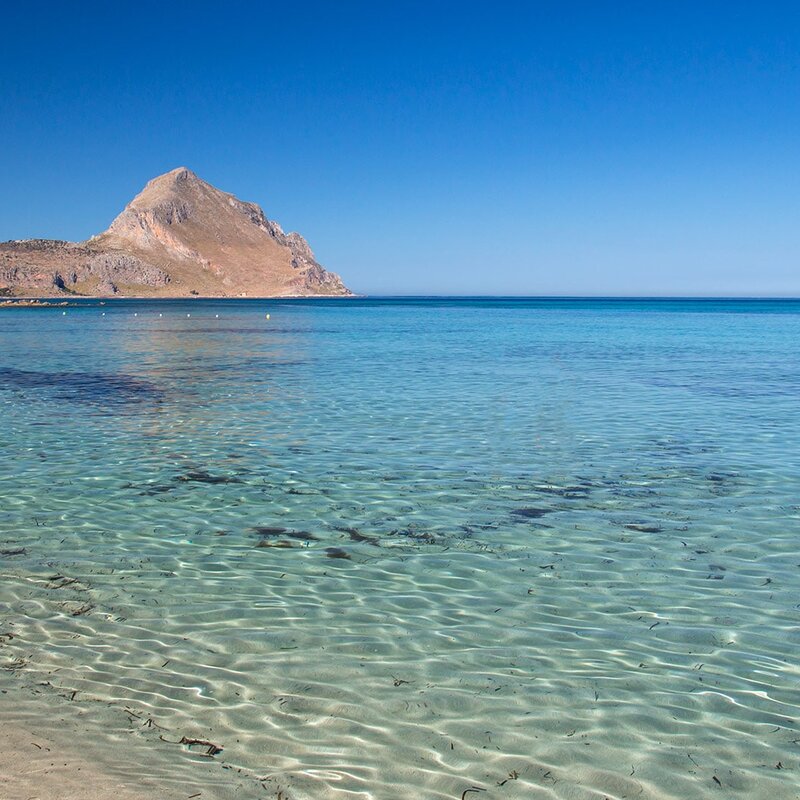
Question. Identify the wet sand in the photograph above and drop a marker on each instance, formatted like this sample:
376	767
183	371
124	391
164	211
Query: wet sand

---

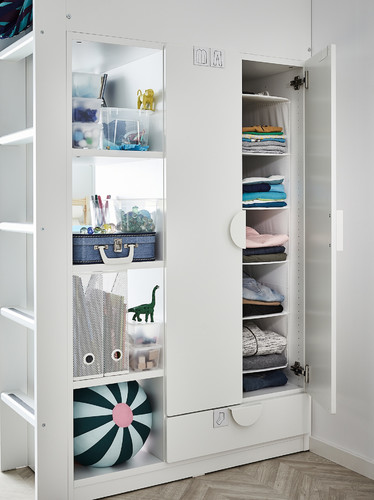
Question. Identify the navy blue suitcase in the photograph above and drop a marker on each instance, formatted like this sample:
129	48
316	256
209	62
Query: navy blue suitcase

> **GOAL**:
Put the data lines from the line containing "Question. Identify the wet" through the line containing "Query: wet sand", inclusive, into a Markdown table with the columns Row and Line. Skip any blank lines.

> **TASK RESULT**:
| Row | Line |
|---|---|
| 1 | Question. Identify the wet sand in the photograph above and drop a marker on each instance, formatted like this sample: |
| 2 | 376	767 |
| 3 | 183	371 |
| 4 | 124	391 |
| 5 | 164	211 |
| 6 | Query: wet sand |